Exercise objective: Copy out every line of the data where the word "should" is found.

Collected data:
____
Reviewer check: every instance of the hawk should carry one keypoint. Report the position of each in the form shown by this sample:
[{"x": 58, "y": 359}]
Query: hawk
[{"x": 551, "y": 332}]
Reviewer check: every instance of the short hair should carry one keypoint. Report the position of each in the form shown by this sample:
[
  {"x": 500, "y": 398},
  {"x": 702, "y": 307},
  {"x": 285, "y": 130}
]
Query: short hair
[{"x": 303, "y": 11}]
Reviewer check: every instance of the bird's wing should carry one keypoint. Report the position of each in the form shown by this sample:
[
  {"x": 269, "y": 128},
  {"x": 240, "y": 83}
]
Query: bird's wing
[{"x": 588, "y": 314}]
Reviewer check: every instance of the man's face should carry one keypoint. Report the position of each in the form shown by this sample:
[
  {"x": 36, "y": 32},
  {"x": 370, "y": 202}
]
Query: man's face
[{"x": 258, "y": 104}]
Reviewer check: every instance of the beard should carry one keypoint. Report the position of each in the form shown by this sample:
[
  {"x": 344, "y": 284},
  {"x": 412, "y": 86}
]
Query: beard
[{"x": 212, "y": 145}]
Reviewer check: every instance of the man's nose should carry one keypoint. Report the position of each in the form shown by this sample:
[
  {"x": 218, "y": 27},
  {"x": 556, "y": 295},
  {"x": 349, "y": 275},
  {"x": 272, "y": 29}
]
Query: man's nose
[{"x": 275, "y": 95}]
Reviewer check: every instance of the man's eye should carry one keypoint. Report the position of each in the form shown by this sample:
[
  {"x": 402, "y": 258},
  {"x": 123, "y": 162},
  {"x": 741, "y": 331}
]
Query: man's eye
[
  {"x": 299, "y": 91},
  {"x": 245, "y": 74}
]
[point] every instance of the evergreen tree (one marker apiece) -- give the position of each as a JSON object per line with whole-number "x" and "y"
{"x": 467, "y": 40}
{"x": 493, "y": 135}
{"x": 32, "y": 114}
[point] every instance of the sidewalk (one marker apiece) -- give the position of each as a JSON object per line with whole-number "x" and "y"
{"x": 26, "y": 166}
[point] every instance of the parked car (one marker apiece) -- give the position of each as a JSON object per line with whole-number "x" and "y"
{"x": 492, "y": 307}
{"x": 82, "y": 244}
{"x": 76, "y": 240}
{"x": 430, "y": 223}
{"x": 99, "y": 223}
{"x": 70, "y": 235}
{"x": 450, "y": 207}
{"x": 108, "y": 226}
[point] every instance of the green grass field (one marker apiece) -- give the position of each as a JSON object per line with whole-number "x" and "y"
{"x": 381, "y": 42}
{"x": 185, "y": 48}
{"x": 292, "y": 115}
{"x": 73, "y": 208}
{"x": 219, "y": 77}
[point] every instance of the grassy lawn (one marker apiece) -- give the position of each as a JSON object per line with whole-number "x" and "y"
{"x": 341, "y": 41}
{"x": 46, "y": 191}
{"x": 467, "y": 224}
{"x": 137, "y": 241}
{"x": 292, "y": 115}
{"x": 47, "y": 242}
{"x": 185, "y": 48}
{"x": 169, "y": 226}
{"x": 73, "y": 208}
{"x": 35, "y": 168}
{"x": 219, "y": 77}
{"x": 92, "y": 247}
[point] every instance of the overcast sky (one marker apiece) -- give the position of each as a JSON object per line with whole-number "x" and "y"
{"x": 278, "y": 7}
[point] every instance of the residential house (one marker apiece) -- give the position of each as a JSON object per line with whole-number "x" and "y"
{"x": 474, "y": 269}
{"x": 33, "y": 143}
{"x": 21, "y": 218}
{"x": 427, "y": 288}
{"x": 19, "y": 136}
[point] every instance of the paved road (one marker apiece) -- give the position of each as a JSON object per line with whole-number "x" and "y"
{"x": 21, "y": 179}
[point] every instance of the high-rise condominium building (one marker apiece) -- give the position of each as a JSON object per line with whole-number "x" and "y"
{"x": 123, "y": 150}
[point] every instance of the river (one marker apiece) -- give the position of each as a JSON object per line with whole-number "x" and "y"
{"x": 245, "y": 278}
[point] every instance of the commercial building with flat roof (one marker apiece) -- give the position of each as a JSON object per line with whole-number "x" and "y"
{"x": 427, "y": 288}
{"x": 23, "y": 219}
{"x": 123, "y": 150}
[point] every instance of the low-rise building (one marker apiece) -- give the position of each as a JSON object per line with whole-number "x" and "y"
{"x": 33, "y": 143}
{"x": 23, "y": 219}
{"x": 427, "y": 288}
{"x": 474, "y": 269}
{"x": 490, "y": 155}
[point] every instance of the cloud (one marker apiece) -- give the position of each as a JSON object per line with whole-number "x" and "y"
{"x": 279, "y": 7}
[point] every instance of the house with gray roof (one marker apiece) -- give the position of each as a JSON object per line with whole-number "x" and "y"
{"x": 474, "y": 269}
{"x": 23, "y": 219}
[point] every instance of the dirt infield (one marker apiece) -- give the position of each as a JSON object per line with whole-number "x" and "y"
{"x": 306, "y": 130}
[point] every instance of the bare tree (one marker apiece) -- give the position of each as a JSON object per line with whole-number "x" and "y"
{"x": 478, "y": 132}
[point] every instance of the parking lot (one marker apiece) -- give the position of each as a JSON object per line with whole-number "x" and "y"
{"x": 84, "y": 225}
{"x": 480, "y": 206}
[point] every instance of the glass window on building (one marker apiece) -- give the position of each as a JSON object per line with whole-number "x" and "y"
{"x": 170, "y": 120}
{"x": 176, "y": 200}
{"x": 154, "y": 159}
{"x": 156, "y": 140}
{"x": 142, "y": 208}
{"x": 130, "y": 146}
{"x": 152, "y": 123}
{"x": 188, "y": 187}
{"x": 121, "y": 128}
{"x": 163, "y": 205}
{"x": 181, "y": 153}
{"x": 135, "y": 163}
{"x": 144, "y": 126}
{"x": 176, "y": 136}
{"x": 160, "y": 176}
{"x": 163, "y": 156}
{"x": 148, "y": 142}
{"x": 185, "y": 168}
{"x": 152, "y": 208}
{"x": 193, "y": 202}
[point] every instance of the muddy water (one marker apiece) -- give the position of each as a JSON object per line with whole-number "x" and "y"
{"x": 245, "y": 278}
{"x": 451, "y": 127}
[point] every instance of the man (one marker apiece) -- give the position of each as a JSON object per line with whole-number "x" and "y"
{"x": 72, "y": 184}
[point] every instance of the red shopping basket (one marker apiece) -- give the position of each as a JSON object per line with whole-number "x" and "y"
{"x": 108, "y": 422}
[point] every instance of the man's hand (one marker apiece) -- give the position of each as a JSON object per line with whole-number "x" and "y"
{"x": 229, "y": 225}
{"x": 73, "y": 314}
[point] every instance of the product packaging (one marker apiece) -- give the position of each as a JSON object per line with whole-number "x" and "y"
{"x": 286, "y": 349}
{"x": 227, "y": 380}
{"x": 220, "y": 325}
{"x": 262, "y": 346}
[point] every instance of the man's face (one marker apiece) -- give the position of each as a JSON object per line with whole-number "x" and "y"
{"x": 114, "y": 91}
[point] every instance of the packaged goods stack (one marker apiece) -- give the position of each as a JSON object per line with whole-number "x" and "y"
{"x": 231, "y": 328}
____
Solution:
Reviewer check: every instance of the hawk should carry one keypoint. Report the position of each in the form shown by this sample:
Reviewer check: every instance of the short hair should carry one keypoint. Report the position of each in the form shown by this sample:
Reviewer check: every instance of the bird's wing should carry one keypoint. Report the position of each in the form shown by this sample:
Reviewer check: every instance of the man's face should carry one keypoint. Report the position of each in the form shown by this sample:
Reviewer check: every instance of the beard should carry one keypoint. Report the position of each in the form shown by this sample:
Reviewer check: every instance of the man's nose should carry one keypoint. Report the position of each in the form shown by this sample:
Reviewer check: every instance of the man's eye should carry one keypoint. Report the position of each in the form shown by this sample:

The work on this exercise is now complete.